> TEXTE EXTRAIT
•••••

En ce qui concerne les recettes de la Sécurité sociale, la commission vous proposera de supprimer certains articles ajoutés par le Sénat, que nous ne jugeons pas opportuns.

L’article 8 bis A, tout d’abord, élargit les allégements généraux de charges pour les entreprises et associations d’aide à domicile, structures qui bénéficient déjà d’un statut très avantageux, avec exonération totale des cotisations patronales, quel que soit le salaire.

L’article 12 bis A, ensuite, soumet aux cotisations sociales, dès le premier euro, toutes les indemnités de rupture du contrat de travail dépassant cinq fois le plafond de la Sécurité sociale.

L’article 12 sexies, enfin, exonère partiellement de cotisations d’assurance vieillesse des médecins retraités exerçant en zone sous-dense, au titre du cumul emploi retraite. Il existe, selon nous, d’autres moyens plus efficaces de favoriser l’installation et le maintien dans les territoires qui manquent de médecins.

Enfin, s’agissant de la lutte contre la fraude, nous vous proposerons de supprimer les articles 66 bis et 66 ter introduits par le Sénat de manière, là encore, étonnante. Le premier vise à contraindre le travail des inspecteurs de l’URSSAF, lesquels luttent contre la fraude ; le second prévoit que la contestation de la mise en demeure suspend toute procédure en recouvrement des cotisations. Ces articles ne sont pas de nature à renforcer la lutte contre la fraude et à la rendre plus efficiente, bien au contraire.

Par ailleurs, la commission vous proposera de rétablir certains articles supprimés par le Sénat en ce qui concerne la partie recettes : l’article 8, qui tend à créer un cadre social adapté à certaines activités occasionnelles accomplies par des professionnels, en général à titre accessoire, sous forme de concours à des missions de service public, notamment dans les domaines sanitaire et social ; l’article 28 et l’annexe B sur les prévisions pluriannuelles des comptes de la Sécurité sociale.

Cependant, un certain nombre d’initiatives des sénateurs nous ont paru intéressantes ; nous proposons de maintenir quelques modifications ou nouveautés adoptées par le Sénat et d’en examiner d’autres en séance publique. Outre des améliorations techniques et rédactionnelles, dont je vous fais grâce, la commission vous propose d’accepter les dispositions suivantes : la réduction forfaitaire de cotisations de 1,50 euro par heure déclarée pour l’emploi à domicile, quel que soit le type d’emploi – mesure qui fait l’objet d’un amendement du Gouvernement que nous examinerons en séance publique ; le relèvement de la contribution exceptionnelle des employeurs sur les retraites chapeaux ; l’exclusion des boissons à base de soja de l’assiette de la contribution sur les boissons sucrées.

•••••

> LIGNES FOURNIES
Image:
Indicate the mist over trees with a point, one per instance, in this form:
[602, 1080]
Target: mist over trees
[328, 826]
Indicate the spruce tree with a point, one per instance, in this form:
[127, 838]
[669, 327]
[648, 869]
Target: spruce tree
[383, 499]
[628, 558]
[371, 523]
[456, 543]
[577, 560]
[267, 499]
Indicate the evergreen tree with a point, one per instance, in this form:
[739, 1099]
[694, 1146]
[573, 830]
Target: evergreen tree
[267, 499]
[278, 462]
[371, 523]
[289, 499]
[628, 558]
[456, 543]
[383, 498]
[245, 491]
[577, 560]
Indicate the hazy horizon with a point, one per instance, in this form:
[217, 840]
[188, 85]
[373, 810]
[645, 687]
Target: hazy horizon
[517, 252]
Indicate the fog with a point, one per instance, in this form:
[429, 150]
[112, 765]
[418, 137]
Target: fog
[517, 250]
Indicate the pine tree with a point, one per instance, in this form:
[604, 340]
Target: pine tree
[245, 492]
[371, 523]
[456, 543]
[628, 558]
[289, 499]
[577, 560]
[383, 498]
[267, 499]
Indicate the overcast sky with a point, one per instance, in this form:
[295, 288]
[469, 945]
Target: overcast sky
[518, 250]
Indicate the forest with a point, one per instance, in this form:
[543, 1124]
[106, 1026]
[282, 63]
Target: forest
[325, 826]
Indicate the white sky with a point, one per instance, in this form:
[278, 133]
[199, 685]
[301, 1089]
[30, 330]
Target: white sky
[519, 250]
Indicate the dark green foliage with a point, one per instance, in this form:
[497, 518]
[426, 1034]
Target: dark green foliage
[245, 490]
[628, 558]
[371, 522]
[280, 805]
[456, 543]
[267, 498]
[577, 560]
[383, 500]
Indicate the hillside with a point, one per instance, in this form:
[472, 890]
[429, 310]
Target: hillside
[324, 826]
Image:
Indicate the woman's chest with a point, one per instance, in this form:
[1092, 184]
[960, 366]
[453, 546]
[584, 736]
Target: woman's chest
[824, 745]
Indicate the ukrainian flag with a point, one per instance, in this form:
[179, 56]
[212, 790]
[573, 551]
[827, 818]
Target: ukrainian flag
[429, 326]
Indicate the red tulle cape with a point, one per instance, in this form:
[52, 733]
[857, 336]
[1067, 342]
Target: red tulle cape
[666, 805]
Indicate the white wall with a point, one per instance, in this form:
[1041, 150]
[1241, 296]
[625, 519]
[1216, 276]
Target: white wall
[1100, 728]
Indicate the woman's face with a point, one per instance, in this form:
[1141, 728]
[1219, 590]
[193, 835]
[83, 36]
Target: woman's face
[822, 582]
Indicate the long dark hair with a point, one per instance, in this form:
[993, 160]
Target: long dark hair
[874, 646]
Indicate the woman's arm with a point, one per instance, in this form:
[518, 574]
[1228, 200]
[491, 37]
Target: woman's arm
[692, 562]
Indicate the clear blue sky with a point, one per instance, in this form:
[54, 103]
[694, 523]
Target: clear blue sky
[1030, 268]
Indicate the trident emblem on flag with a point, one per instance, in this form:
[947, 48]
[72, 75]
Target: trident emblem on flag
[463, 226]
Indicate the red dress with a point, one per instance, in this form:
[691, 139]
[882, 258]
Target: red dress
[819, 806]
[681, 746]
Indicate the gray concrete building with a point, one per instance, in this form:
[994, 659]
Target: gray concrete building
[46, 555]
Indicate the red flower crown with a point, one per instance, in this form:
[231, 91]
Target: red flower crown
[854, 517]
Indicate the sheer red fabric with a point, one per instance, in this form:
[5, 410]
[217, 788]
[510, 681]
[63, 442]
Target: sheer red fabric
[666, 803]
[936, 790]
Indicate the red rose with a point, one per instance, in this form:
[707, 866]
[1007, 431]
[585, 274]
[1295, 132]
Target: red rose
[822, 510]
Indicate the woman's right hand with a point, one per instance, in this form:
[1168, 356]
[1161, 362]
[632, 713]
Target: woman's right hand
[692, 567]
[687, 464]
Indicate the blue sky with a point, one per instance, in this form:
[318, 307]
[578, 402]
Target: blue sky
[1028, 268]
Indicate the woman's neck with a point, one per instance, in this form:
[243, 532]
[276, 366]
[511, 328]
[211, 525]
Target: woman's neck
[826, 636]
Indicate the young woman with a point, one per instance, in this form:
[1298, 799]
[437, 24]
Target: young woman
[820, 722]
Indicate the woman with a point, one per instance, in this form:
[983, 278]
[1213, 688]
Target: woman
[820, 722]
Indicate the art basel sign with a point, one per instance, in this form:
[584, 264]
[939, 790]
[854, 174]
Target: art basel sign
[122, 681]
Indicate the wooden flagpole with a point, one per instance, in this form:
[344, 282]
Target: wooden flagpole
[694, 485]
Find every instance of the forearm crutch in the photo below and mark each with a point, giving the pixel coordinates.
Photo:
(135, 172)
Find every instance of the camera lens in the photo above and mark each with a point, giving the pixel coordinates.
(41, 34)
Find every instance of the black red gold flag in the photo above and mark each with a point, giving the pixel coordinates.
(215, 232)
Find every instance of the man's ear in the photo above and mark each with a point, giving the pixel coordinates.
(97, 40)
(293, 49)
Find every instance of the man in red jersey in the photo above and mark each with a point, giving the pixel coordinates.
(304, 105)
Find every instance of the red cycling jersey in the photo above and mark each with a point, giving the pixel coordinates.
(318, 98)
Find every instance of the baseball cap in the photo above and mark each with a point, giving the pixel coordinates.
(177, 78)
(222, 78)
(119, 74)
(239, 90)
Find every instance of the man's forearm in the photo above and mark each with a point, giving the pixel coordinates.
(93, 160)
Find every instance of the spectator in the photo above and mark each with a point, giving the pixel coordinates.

•••••

> CONSIGNES DE L'EXERCICE
(1) Recopiez le passage du discours sur les recettes de la Sécurité sociale commençant par « L’article 8 bis » et finissant par « manquent de médecins. ».
(2) Poursuivez le discours sur les recettes de la Sécurité sociale après sa dernière phrase.
Les lignes ci-dessus forment un matériau distinct du texte extrait.

> RÉPONSES ATTENDUES
(1)
L’article 8 bis A, tout d’abord, élargit les allégements généraux de charges pour les entreprises et associations d’aide à domicile, structures qui bénéficient déjà d’un statut très avantageux, avec exonération totale des cotisations patronales, quel que soit le salaire.

L’article 12 bis A, ensuite, soumet aux cotisations sociales, dès le premier euro, toutes les indemnités de rupture du contrat de travail dépassant cinq fois le plafond de la Sécurité sociale.

L’article 12 sexies, enfin, exonère partiellement de cotisations d’assurance vieillesse des médecins retraités exerçant en zone sous-dense, au titre du cumul emploi retraite. Il existe, selon nous, d’autres moyens plus efficaces de favoriser l’installation et le maintien dans les territoires qui manquent de médecins.

(2)
La commission vous propose aussi de maintenir la suppression de l’assujettissement aux cotisations sociales des dividendes versés aux dirigeants majoritaires de sociétés anonymes et sociétés par actions simplifiées – je conviens qu’il faut travailler à nouveau sur ce sujet afin d’élaborer un dispositif permettant de limiter l’optimisation visant seulement à échapper aux cotisations sociales, sans pour autant pénaliser l’investissement et enfreindre la liberté d’entreprendre.

La commission a confirmé la suppression par le Sénat de la prime de partage des profits, dispositif compliqué qui n’a pas atteint ses objectifs. Elle retient aussi l’extension de l’exonération de contribution sociale de solidarité sur les sociétés – la C3S – aux coopératives maritimes – nous avions adopté cette disposition en première lecture pour les coopératives artisanales et de transport.

Enfin, la commission propose au Gouvernement de maintenir la suppression par le Sénat de l’augmentation de la fiscalité sur les cigares et cigarillos ; il faudrait remplacer ce relèvement très brutal par un alignement plus progressif sur les droits qui s’appliquent aux cigarettes.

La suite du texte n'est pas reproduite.